Dataset extract:

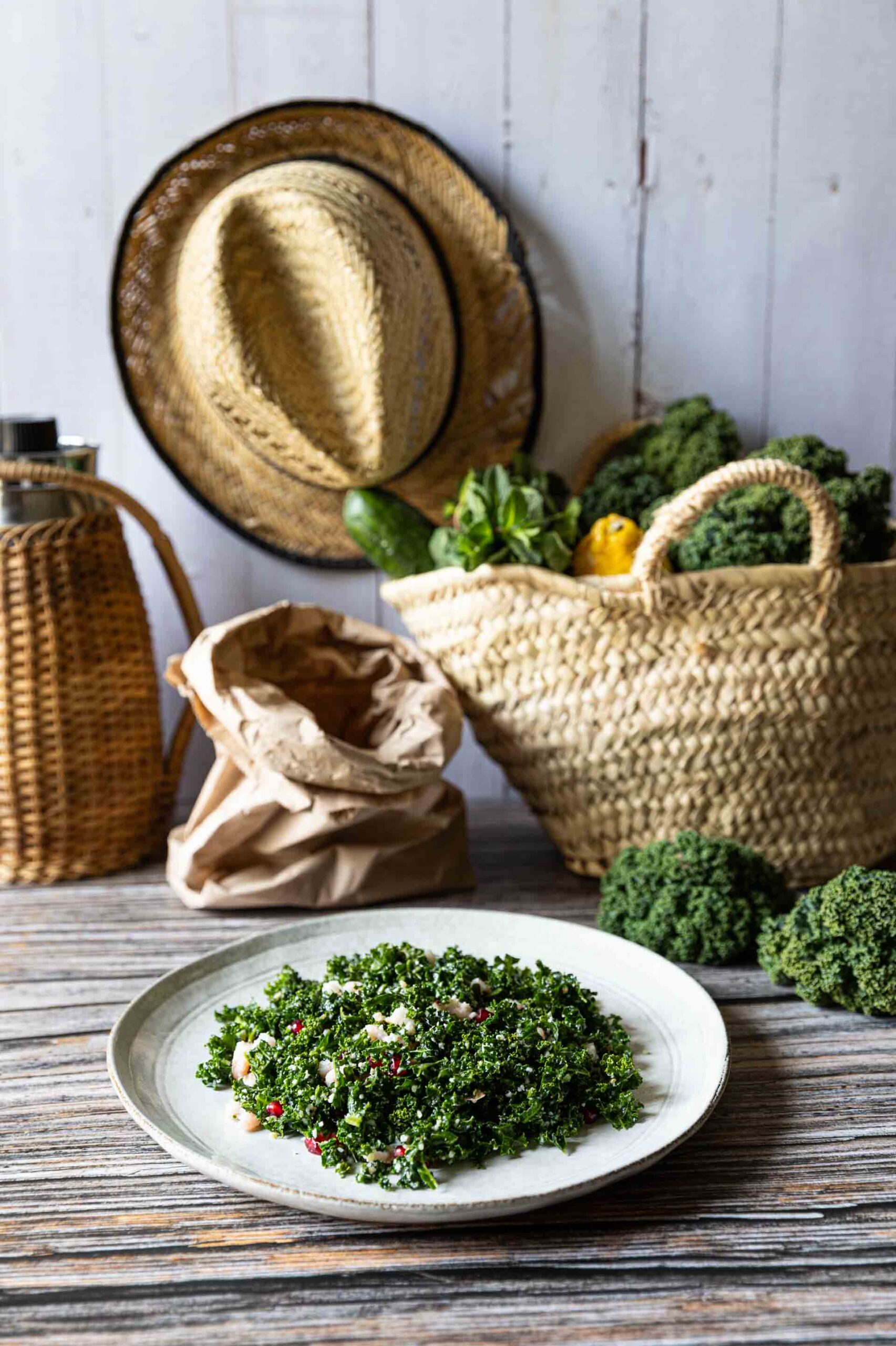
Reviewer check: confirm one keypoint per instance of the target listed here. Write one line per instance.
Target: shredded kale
(399, 1061)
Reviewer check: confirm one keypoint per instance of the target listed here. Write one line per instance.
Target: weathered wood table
(775, 1224)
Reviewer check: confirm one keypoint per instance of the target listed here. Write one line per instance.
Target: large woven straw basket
(84, 785)
(758, 705)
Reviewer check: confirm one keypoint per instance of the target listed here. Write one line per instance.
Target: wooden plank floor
(774, 1224)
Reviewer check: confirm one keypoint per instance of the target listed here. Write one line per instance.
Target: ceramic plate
(678, 1042)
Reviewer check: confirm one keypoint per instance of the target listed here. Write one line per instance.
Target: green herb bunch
(509, 515)
(400, 1061)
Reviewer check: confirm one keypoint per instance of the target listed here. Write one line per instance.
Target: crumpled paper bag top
(322, 699)
(326, 792)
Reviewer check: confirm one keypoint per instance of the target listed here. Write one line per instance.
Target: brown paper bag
(330, 741)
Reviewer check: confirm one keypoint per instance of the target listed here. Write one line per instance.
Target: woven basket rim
(595, 587)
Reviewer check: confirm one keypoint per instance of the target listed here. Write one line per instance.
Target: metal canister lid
(27, 436)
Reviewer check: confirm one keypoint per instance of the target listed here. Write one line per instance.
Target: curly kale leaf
(509, 515)
(839, 944)
(759, 525)
(692, 439)
(695, 900)
(623, 486)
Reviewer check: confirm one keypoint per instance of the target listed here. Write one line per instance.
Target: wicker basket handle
(674, 520)
(15, 470)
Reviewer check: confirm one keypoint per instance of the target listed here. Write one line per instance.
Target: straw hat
(318, 297)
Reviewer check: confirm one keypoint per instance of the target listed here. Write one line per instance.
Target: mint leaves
(509, 515)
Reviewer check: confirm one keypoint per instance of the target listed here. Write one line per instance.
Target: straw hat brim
(497, 402)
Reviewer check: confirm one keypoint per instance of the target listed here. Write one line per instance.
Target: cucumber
(393, 535)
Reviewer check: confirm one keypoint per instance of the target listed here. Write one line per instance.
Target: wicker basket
(757, 703)
(84, 787)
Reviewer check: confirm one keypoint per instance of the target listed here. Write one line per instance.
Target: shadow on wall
(587, 384)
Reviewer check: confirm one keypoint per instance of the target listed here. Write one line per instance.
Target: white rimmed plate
(678, 1041)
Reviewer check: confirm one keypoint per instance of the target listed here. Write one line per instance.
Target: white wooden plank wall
(707, 191)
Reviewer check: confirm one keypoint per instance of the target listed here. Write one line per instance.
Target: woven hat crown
(314, 317)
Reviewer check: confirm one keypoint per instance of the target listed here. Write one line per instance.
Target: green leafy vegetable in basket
(623, 486)
(503, 515)
(839, 944)
(400, 1061)
(658, 461)
(695, 900)
(692, 439)
(759, 525)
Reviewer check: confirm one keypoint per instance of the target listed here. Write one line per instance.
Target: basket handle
(674, 520)
(17, 470)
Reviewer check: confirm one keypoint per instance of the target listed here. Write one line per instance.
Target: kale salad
(401, 1061)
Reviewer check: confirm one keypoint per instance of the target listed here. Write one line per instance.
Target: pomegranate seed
(314, 1146)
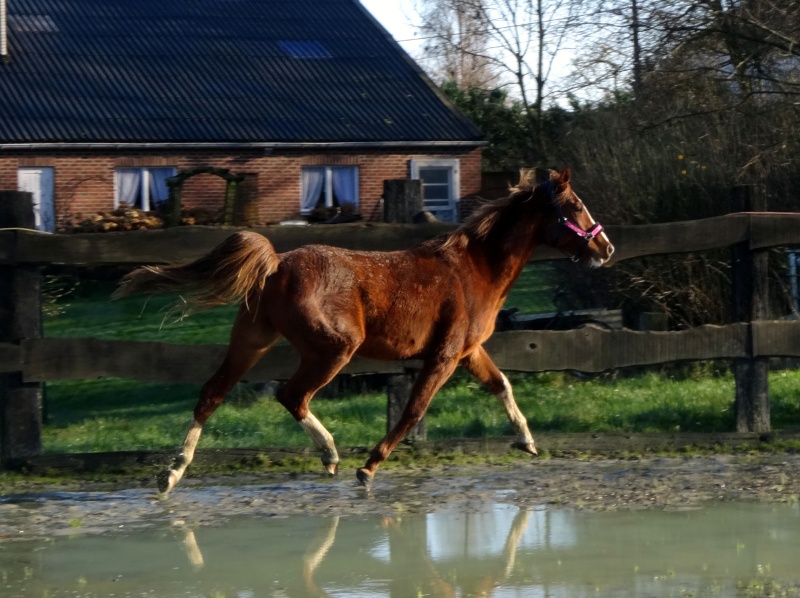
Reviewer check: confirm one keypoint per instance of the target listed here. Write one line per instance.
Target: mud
(596, 485)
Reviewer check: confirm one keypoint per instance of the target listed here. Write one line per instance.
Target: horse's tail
(230, 273)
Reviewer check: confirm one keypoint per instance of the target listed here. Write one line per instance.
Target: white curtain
(158, 185)
(312, 181)
(129, 180)
(345, 185)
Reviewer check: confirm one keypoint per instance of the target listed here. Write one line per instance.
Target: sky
(397, 16)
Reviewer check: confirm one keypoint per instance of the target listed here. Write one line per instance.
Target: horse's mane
(488, 213)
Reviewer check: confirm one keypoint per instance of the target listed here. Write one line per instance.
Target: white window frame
(328, 185)
(144, 188)
(454, 167)
(43, 195)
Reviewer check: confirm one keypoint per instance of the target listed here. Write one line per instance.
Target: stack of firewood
(127, 219)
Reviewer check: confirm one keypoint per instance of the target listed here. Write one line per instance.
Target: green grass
(138, 319)
(114, 414)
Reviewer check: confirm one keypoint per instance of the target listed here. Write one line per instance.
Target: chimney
(3, 32)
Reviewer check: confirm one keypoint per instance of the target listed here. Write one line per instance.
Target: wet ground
(595, 485)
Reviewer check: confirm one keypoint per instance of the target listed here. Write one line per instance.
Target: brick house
(310, 100)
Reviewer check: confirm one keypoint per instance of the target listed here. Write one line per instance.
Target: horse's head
(568, 225)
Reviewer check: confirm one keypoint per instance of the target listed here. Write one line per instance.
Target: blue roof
(213, 71)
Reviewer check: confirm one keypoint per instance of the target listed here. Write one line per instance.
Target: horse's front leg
(480, 365)
(428, 382)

Exercise: Repeat the data word for word. Skip the pictures.

Reply to the task:
Reviewer check: confirm one keypoint per instance of the target listed here. Write one line per instance.
Target: shredded kale
(399, 1061)
Reviewer check: confirm one keypoint per instance of the target listed here. Write one line per instance.
Target: weathered wood table
(775, 1224)
Reviewer check: confirm one keypoint per instance of the target listed here. Write one line per instance.
Target: large woven straw basket
(84, 785)
(758, 705)
Reviewer check: confirm one keypoint per instance of the target listed here. Write one line per instance.
Target: wooden plank floor
(774, 1224)
Reviewer check: confirm one keypoint per instance of the target listed here. Write one line per instance.
Target: ceramic plate
(678, 1042)
Reviewer check: confirm one keypoint per instance of the target listed here. Write one line per instance.
Target: green herb bunch
(509, 515)
(400, 1061)
Reviewer check: confirm one keypoint per instance of the target listed here. Write one line per instance.
Target: crumpled paper bag top
(322, 699)
(326, 792)
Reviewer check: confirm one keypoint per instance of the target listed here. Write one line per instance.
Target: brown paper bag
(330, 741)
Reviewer check: confirm one keypoint per instance of the target listed here. Write one line per instance.
Target: woven basket rim
(595, 587)
Reviewer check: confirm one keypoint per instance of the target listed here. Write one line per instance.
Target: metal canister lid
(27, 436)
Reviewer check: confirm one keypoint per instance of the target listed here. Write one line per instance.
Target: curly kale leaf
(509, 515)
(839, 944)
(759, 525)
(692, 439)
(695, 900)
(623, 486)
Reviewer check: confirm one keypoint per instance of the target listed here. Write one line per instance.
Target: wicker basket handle
(674, 520)
(15, 470)
Reviewer check: confirm one keypoint per instance of the target listed here. Write one line per instance.
Target: straw hat
(318, 297)
Reviewer check: confirm one keypoint per instance of the target listed here. Write one line per instance.
Target: mint leaves
(509, 515)
Reviewer check: confirm one keypoint per instance of the target listed here. Write one line per instance.
Target: straw hat brim
(497, 402)
Reviewer check: confirm one keypoint per instance of the target listed here. Write one line per instance.
Target: cucumber
(393, 535)
Reviewer check: confirm one keypoint per instance of the target listed here. Write one line per instance.
Target: wicker basket
(757, 703)
(84, 787)
Reviewer check: confirm one keypoint per instance of the target listed here. Write one line per instance.
Target: shadow on wall
(587, 384)
Reviewer check: confirm one keypoint per instance of the target listed here. Write one line per instance.
Target: white rimmed plate
(678, 1041)
Reviewer check: confirm one keypoint per instance of the target listed here. Write one line per instance.
Target: white wooden plank wall
(707, 191)
Reviewer check: confirm one keypoint per instance of the target listed here. Write one line per instance.
Target: woven hat crown
(314, 317)
Reviewer check: confirm one keypoint per instance of the target listed here. Write one line per instance.
Target: green leafy vegetable in basket
(623, 486)
(503, 515)
(839, 944)
(400, 1061)
(658, 461)
(695, 900)
(692, 439)
(759, 525)
Reviewer check: confirm one keypoint per instance of the target listed here. Write one line per instance.
Target: basket handle
(674, 520)
(17, 470)
Reviewer check: confirm one keypoint per instance of the target listed here. Write one line per instance.
Target: kale salad
(401, 1061)
Reviewer check: confirm one keypoint per instance of the target listed here. Write one line per instance.
Target: pomegranate seed
(314, 1146)
Reviewer check: confirm one keypoint per instance of the target listed here. Write one line per instance.
Target: mud
(596, 485)
Reviewer check: confirm one keypoint per instance of the target listed here. Write one line per instance.
Target: horse's tail
(230, 273)
Reviewer check: confirm one keypoint per instance of the target listed here. Write one line per instance.
Target: white curtain
(158, 185)
(312, 181)
(129, 180)
(345, 185)
Reviewer check: confirm one keypoint per instance of the target listed here. Write one line per instance.
Target: sky
(397, 16)
Reviewer check: confirm one keypoint per instance of the target listed here. Write one line per instance.
Target: horse's mane
(488, 213)
Reviewer check: confirm one keypoint per instance of the target listed here. Write one line per instance.
Target: white window frame
(328, 185)
(144, 188)
(454, 167)
(43, 195)
Reviewer check: confirm one keypoint per instance of the target listed here. Write one line per instance.
Target: stack of firewood
(127, 219)
Reviewer check: confirm one keypoint per instance of the target listed here. Write one line per instance.
Target: green grass
(138, 319)
(114, 414)
Reviewer check: confirm one keypoint per instance of the target listed here. Write one line per instance.
Target: chimney
(3, 32)
Reviewer check: confirm one keypoint per instance of the target listed here. Write one line per instance.
Target: wet ground
(595, 485)
Reviewer check: confirm one keypoint per instance of the target listed here. Write one line per instance.
Target: brick house
(310, 100)
Reviewer check: confirm one keypoint per instance of the target listed here. Write one line per instance.
Target: horse's head
(568, 225)
Reviewer check: confirm one keypoint per instance of the target listed here. Write one line per instance.
Target: blue roof
(213, 71)
Reviewer check: confirm one keypoint per instance of the target listed here. Write one line per instance.
Target: horse's front leg
(480, 365)
(428, 382)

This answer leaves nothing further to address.